* Exercise materials
★ ★ ★ ★ ★

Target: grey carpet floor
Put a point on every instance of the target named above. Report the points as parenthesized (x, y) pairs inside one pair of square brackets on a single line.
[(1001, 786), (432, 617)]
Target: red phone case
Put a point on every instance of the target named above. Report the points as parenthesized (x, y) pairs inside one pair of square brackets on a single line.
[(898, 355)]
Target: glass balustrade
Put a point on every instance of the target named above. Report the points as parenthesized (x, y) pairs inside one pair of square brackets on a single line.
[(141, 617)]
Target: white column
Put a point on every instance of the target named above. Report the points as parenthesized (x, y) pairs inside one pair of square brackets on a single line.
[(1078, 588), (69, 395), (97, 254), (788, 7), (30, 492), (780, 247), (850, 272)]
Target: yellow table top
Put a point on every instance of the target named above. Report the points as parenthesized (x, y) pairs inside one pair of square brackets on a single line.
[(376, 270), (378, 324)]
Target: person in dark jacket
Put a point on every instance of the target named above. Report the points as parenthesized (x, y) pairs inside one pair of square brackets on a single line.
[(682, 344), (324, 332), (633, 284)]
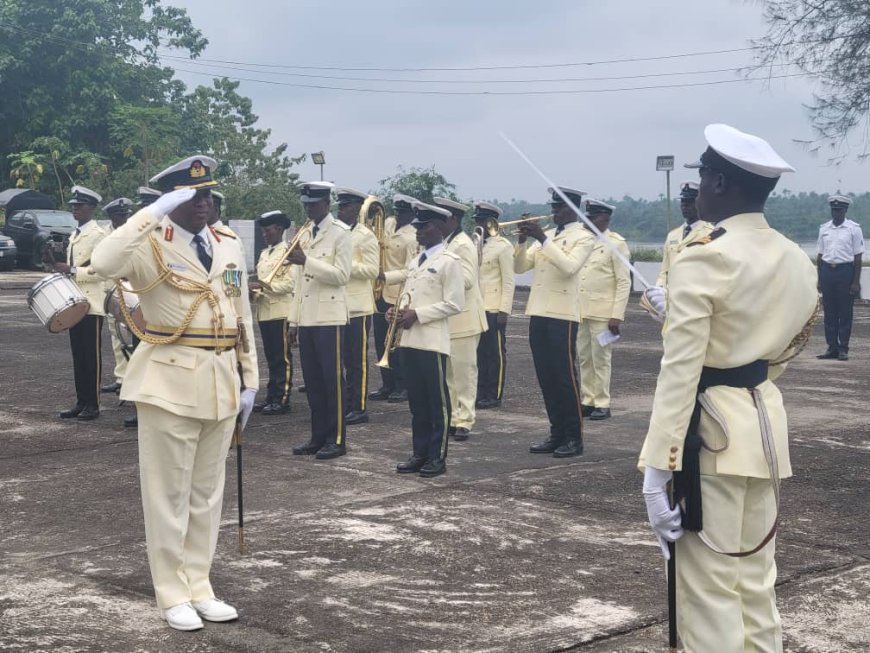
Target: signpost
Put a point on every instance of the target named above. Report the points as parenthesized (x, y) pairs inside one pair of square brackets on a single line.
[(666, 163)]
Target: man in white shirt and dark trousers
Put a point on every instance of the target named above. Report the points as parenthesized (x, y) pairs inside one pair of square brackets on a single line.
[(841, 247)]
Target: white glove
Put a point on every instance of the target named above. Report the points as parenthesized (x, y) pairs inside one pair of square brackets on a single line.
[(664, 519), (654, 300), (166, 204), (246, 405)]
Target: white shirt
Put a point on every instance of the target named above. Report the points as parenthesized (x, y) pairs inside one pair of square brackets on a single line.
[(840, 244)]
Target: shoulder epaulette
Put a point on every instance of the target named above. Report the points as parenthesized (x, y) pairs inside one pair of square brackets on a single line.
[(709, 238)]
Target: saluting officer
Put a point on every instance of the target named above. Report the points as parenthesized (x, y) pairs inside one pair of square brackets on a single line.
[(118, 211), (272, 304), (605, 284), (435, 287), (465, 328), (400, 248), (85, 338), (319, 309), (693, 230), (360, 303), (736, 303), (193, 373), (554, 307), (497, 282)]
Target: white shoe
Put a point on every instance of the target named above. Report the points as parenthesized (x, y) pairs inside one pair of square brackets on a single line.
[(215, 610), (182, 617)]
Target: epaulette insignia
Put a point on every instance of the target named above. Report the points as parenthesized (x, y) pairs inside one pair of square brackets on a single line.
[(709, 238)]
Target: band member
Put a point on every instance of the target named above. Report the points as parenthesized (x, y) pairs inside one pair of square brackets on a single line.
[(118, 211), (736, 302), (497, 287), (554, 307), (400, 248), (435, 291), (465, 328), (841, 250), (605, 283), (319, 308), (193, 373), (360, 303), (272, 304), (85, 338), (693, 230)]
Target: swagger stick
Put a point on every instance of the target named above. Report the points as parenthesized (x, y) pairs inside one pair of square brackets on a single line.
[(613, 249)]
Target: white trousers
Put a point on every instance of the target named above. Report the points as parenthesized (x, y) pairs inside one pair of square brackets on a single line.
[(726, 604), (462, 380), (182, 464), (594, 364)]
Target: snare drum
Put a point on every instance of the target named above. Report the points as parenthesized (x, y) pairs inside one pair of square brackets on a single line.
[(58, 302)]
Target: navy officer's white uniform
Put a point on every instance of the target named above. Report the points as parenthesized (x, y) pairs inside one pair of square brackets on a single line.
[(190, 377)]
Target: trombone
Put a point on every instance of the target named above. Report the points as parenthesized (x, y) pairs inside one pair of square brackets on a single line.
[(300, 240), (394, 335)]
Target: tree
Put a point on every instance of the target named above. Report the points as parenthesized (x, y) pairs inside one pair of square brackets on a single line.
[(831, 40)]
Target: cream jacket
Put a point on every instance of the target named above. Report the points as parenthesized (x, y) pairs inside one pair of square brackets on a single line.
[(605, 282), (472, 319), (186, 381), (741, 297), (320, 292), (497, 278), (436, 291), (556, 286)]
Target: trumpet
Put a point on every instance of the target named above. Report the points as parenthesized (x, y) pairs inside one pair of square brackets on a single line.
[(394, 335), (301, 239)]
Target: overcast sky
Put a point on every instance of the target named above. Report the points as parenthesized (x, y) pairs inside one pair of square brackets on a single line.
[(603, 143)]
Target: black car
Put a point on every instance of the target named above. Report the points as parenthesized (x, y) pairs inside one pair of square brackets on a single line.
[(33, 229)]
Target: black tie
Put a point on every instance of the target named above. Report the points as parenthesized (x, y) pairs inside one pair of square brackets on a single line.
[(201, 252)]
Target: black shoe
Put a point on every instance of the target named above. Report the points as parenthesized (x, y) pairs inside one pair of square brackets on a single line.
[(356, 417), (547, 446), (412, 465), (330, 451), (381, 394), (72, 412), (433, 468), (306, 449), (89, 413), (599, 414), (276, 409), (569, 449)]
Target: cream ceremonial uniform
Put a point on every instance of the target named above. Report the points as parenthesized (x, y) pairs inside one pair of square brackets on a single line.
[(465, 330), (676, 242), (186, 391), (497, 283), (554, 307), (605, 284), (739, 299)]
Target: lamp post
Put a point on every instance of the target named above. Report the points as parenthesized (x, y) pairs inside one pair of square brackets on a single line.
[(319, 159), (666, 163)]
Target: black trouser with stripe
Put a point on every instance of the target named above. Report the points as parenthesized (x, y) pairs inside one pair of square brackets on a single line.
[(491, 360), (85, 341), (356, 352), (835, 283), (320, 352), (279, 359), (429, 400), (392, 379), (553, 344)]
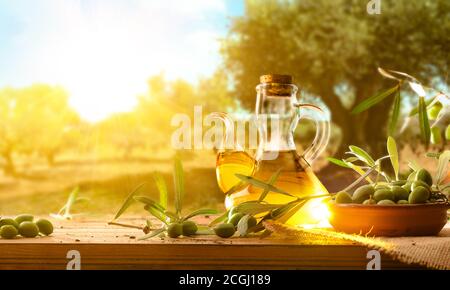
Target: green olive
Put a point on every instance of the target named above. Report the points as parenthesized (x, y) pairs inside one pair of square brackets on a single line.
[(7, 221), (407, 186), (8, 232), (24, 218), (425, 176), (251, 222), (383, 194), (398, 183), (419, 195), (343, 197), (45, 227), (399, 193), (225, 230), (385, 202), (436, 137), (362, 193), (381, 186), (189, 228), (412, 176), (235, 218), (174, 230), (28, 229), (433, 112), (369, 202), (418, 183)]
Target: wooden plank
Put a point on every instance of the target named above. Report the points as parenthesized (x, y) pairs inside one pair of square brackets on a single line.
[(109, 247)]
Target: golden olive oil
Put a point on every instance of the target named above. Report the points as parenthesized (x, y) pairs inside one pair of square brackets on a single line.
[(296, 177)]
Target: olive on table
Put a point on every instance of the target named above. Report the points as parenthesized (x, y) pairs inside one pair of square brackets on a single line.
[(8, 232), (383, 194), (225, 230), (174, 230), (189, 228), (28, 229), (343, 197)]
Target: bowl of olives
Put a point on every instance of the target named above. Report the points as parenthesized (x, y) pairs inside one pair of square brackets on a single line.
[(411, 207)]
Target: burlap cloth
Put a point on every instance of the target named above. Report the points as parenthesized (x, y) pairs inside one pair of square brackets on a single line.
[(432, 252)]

★ ★ ★ ★ ★

* Request
Return all of the data above line for line without changing anything, but leave the pictures out.

* Response to the exercise
Target: grey carpet floor
Put a point on every instance of the target named above. Report the points as parenthesized (x, y) pairs inside one pair of square brackets on a single line.
[(1001, 786), (432, 617)]
Target: red phone case
Put a point on every instance of the target named above. Report the points as parenthesized (x, y) pairs inside one pair of square brackets on a single line.
[(898, 355)]
Target: glass balustrade
Put a point on every instance of the target named above. Report the points as parenthesized (x, y) pairs inside one pair of square brackets on a single line.
[(141, 617)]
Target: white column
Put a point on every instance of the target named above. Report the points as parenthesized (x, y) pairs inside one pair of square brackets on a single line.
[(1078, 588), (69, 395), (97, 254), (788, 7), (30, 492), (780, 247), (850, 272)]
Target: yellow table top
Put a point on every instance of the target named above. Report the points as parenthesized (x, y) pairs inside one pair of square brackets on a single line.
[(376, 270), (378, 324)]
Target: person in dark jacket
Put a point on every instance of the target named above. Report the points as parenthesized (x, y) pairs inside one pair of square brackets on a single line.
[(682, 344), (324, 332), (633, 284)]
Target: signpost
Put a point on every instance of the target named above. Report the points as parenthesized (x, y) pairs inside one pair of square brackets on a single line.
[(666, 163)]
Target: man in white shirt and dark trousers
Put a point on every instance of the target named above. Report the points as parenthesized (x, y) pairs inside one pair of square brackets on a single line.
[(841, 247)]
Target: white glove
Put a point on every instance of the target named above. Report the points as parenthesized (x, y) pairs inside one pair of square brackets on a single line.
[(664, 519), (654, 300), (166, 204), (246, 405)]
Target: white shirt
Put a point on every instance of the target named above. Report the points as parenthesized (x, y) pairs inside one pair of square brackets on a single line.
[(840, 244)]
Target: shoulder epaulette
Put a point on every instance of the target named above. Report the points as parenthesized (x, y) pairs inside one pair of square brackets on a single line.
[(709, 238)]
Target: saluting officer
Put a point on every instance of the target named above. Report the points as parenthesized (x, y) pairs inside one pair of square brackets on a single line.
[(118, 211), (272, 304), (605, 284), (435, 287), (465, 328), (400, 248), (85, 338), (319, 309), (693, 230), (360, 303), (736, 303), (193, 373), (554, 307), (497, 282)]
Target: white shoe
Put a point on every instance of the target named above. Report the points as parenthesized (x, y) pairs inside one pair of square brackets on a single line.
[(215, 610), (182, 617)]
Target: epaulette insignia
Put a point on every instance of the target named above. Report the points as parenthesized (x, y) pairs inside one pair of square brackets on a single line.
[(709, 238)]
Target: band member
Put a point on every instance of the target named above. Report the points as parenthesized (x, y) pairs inside one pair of square brackets on a single line.
[(118, 211), (736, 302), (497, 287), (554, 307), (400, 248), (435, 291), (465, 328), (841, 250), (605, 283), (319, 308), (193, 373), (360, 303), (272, 304), (85, 338), (693, 230)]
Target: swagger stick
Put a point on every instance of the target named above. Report the points as parenthesized (x, y) pairs inside one pair of square brackets on a single line.
[(613, 249)]
Target: white trousers
Put a point on every instance of the target named above. Report the points as parenthesized (x, y) pairs inside one pair of square brackets on a single line.
[(726, 604), (462, 380), (182, 464), (594, 364)]
Target: snare drum
Put a point on every instance of the target named above. Report the points as parenthesized (x, y) pairs inside one pair of square brackets on a single line.
[(58, 302)]
Target: navy officer's white uniform
Put a point on every instance of the target named above. Report the points as parenthesized (x, y) pairs inside one pair of square brackets on a single line.
[(190, 377)]
Target: trombone
Put a point on every instance of the target named above. Report the points as parenthesized (x, y) pairs inside one pair of square brackets on a single line.
[(300, 240), (394, 335)]
Target: tree
Put a point on every instance of the target named above. Report the points as parenthesized (x, y) pairs inside one pair of square brackets on a single line.
[(831, 40)]
Target: cream jacket
Put a point on every instance of the target named above. Report the points as parenthesized (x, y) pairs inside one pair of square brackets on a single line.
[(605, 282), (472, 319), (186, 381), (741, 297), (320, 292), (497, 278), (436, 291), (556, 286)]
Target: trumpet
Put a point on every instance of the target named above. Report the points as parenthesized (x, y) pairs inside one pair of square brackets on a single line.
[(394, 335), (301, 239)]
Target: overcast sky
Put a point on every instance of the target named above. Report the points as parenthesized (x, y) pairs inside one pair of square brackets on a single line.
[(603, 143)]
Target: black car
Put a point on every instance of the target named above. Report the points as parenthesized (x, y) pairs inside one pair of square brackets on a single line.
[(33, 229)]
Target: black tie
Put a point on every instance of the target named above. Report the points as parenthesized (x, y) pairs inside one pair of square brackets on a single line.
[(201, 252)]
Target: black shoe
Put a point on every instance of the target named above. Report the points as parenthesized (x, y) pairs inside one pair of square brackets on a single line.
[(356, 417), (547, 446), (412, 465), (330, 451), (381, 394), (72, 412), (433, 468), (306, 449), (89, 413), (599, 414), (276, 409), (569, 449)]
Target: cream ceremonial uniform
Put a point on every instance of the target named above. Report the points as parenthesized (x, y) pairs inside one pair of square brackets on a single line.
[(465, 330), (676, 242), (186, 391), (497, 283), (554, 307), (605, 284), (739, 299)]
Target: lamp post
Put a point on every instance of the target named above. Report the points as parenthesized (x, y) pairs inside one pair of square brackets on a single line.
[(319, 159), (666, 163)]
Target: black trouser with stripe
Put a point on every instance of the target named above. Report the points as parenthesized (x, y) pairs inside one pair of square brackets on a single line.
[(491, 360), (85, 341), (356, 352), (835, 283), (320, 352), (279, 359), (429, 400), (392, 379), (553, 344)]
Target: green olive
Put a point on every instance of the target named above. Report the points as parenthesized (x, y) pairs inside one pair of square brackets on a single line.
[(7, 221), (407, 186), (8, 232), (24, 218), (425, 176), (251, 222), (383, 194), (398, 183), (419, 195), (343, 197), (45, 227), (399, 193), (225, 230), (385, 202), (436, 137), (362, 193), (381, 186), (189, 228), (412, 176), (235, 218), (174, 230), (28, 229), (433, 112), (369, 202), (418, 183)]
Target: wooden plank
Put a point on every instance of the target named above. Report the points as parenthesized (x, y) pairs inside one pair of square brackets on a single line.
[(109, 247)]
Target: golden olive oil
Put a point on every instance of the target named above. Report the points as parenthesized (x, y) pairs inside one pair of square brackets on a single line.
[(296, 177)]
Target: olive on table
Put a point on every instance of the target named above. Report the points as parenthesized (x, y) pairs inside one pair of square brackets on a single line.
[(8, 232), (383, 194), (225, 230), (174, 230), (189, 228), (28, 229), (343, 197)]
Target: bowl of olives
Put a point on every instance of the target named above. Report the points as parenthesized (x, y) pairs inside one pair of square brackets on a single line.
[(411, 207)]
Target: burlap cloth
Put a point on every instance of the target named above. Report the points as parenthesized (x, y) pairs inside one pair of square brackets on a single line.
[(432, 252)]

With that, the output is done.